▶ Selected extract

4 Reasons Self-Published titles are sometimes better

12 October, 2012 Musing Musers 29 comments

1. Self-Pubbed books are easy on the pocket

This isn’t like a, “they’re cheap!  Come take advantage of them! Mwhahaha!” Thing.  But, on average, self pubbed titles do tend to be very reasonably priced.  And if it’s a good book or an author you like, then it’s good to know that they get the majority of the profit from your sale.  If you’re prepared to research the titles through reviews, friend recommendations or the good press from other self pubbed authors you like, then these books can be a very reliable, inexpensive way to source your reading material.

2. When they’re good – they’re really good

Professional self-pubbed authors put a lot of work into their product.  These books are being increasingly picked up and signed by traditional publishers.  Easy by Tamara Webber, an amazing contemporary young adult novel that Steph and I recently review is now being published by Berkley group, Penguin.  There’s a whole bevy of fantastic, quality books if you’re willing to go find them.  There’s a stigma amongst readers that self-pubbed titles are all just rejects by hacks who couldn’t make the cut in traditional publishing.  But anybody who makes a habit of reading self-published titles can refute this claim.  Just as with traditional publishing- there is garbage.

But there is also a lot more competition.  Self published titles have to compete not just amongst themselves but with their traditional counterparts.  It’s sink or swim in an arena where it is all too easy to sink.  The ones that do survive have certainly earned their place and a healthy dose of respect.

3. They’re generally more widely available

Many self published titles are lendable through Kindle, or you can wait until the author has a sale.  Some even do days where they give them away for free.   Most self-pubbed authors upload their books to a variety of sites like Amazon, Smashwords and other hosting sites – giving you a wide variety of choices for where you want to spend your money.

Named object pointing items
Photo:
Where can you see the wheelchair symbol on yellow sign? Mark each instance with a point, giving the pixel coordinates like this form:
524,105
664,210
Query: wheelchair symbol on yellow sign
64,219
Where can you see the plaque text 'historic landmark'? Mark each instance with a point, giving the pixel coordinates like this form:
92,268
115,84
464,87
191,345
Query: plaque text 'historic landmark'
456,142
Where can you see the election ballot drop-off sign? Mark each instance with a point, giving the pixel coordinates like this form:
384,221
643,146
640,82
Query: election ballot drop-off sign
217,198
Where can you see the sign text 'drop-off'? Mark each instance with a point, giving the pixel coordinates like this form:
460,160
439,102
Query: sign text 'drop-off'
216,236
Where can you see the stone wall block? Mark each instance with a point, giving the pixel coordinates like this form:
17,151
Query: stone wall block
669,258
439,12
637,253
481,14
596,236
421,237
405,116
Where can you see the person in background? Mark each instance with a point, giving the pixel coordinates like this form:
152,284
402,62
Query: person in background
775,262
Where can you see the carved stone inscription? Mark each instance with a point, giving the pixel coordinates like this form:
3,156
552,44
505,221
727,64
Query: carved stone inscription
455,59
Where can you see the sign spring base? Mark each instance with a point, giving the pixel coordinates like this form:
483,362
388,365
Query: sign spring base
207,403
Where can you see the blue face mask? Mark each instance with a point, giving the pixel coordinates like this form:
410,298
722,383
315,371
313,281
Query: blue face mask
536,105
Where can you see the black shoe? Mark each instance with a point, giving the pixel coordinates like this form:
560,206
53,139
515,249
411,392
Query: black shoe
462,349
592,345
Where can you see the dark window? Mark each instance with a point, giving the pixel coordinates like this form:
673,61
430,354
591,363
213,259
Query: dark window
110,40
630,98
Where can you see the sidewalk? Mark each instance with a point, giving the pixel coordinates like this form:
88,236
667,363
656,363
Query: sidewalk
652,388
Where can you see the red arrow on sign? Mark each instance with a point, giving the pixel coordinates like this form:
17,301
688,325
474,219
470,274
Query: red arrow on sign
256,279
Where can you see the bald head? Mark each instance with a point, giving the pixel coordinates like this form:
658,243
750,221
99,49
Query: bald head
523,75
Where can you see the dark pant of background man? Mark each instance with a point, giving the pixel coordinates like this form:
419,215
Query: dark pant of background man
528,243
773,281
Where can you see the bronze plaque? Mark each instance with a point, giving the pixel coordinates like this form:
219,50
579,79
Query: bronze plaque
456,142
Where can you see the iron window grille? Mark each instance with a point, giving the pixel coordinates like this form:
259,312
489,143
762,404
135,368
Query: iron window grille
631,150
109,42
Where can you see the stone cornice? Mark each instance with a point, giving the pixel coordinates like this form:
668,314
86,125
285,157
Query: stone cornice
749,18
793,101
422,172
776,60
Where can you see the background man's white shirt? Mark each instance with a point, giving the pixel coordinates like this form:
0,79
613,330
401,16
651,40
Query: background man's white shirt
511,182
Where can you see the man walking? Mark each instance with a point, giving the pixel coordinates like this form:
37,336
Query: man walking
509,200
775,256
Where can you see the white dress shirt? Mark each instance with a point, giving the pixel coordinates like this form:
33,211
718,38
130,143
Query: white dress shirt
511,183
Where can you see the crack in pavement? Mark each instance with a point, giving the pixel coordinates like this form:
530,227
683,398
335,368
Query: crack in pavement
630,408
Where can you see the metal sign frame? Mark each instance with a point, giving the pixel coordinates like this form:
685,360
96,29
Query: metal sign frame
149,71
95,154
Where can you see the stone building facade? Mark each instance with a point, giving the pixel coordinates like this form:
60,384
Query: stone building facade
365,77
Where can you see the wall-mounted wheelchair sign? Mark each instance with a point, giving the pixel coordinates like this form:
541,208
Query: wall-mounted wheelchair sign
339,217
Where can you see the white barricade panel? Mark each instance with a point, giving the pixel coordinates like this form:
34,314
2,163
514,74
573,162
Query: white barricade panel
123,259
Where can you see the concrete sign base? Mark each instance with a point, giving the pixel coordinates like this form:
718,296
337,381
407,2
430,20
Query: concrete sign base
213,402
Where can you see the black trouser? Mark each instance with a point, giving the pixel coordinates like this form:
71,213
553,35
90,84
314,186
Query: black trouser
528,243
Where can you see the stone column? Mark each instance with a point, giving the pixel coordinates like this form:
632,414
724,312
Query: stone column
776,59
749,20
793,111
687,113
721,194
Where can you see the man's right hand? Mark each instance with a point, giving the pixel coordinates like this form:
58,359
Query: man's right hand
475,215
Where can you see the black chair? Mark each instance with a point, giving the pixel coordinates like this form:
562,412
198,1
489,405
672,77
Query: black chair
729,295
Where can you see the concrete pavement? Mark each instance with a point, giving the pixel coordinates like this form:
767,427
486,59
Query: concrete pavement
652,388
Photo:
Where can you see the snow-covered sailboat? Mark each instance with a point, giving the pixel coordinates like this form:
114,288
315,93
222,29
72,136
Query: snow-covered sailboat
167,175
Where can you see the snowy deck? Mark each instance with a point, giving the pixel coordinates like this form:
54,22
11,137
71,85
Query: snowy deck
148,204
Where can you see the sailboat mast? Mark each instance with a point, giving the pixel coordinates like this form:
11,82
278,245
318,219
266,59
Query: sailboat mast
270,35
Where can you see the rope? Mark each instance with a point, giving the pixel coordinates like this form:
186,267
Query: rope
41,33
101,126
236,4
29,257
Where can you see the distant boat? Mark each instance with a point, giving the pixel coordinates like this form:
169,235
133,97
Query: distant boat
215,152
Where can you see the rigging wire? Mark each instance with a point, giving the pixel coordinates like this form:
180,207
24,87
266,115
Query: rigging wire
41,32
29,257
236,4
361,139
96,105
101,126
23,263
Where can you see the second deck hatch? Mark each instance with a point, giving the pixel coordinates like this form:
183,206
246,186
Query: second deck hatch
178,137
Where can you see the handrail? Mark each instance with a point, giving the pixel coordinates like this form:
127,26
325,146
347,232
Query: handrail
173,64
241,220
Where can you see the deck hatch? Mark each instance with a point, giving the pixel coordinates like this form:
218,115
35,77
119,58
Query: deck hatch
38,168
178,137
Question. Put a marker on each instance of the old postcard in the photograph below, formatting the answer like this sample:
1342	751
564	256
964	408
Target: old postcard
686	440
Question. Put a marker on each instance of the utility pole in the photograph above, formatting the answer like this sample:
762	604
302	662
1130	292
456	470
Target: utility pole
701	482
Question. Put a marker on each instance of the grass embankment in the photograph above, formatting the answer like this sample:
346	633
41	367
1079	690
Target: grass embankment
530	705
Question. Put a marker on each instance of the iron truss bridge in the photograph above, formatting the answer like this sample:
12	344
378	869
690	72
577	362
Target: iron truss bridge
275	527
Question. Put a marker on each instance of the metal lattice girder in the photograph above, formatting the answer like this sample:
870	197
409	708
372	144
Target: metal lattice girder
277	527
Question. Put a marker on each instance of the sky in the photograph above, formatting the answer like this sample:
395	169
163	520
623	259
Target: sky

▶ Exercise tasks
[a] What is the Spanish for this sentence from the post on self-published books: "These books are being increasingly picked up and signed by traditional publishers."
[b] Can you repeat everything in the post on self-published books from "4 Reasons Self-Published" down to "your reading material.", word for word?

▶ The answers
[a] Estos libros son cada vez más adquiridos y contratados por editoriales tradicionales.

[b]
4 Reasons Self-Published titles are sometimes better

12 October, 2012 Musing Musers 29 comments

1. Self-Pubbed books are easy on the pocket

This isn’t like a, “they’re cheap!  Come take advantage of them! Mwhahaha!” Thing.  But, on average, self pubbed titles do tend to be very reasonably priced.  And if it’s a good book or an author you like, then it’s good to know that they get the majority of the profit from your sale.  If you’re prepared to research the titles through reviews, friend recommendations or the good press from other self pubbed authors you like, then these books can be a very reliable, inexpensive way to source your reading material.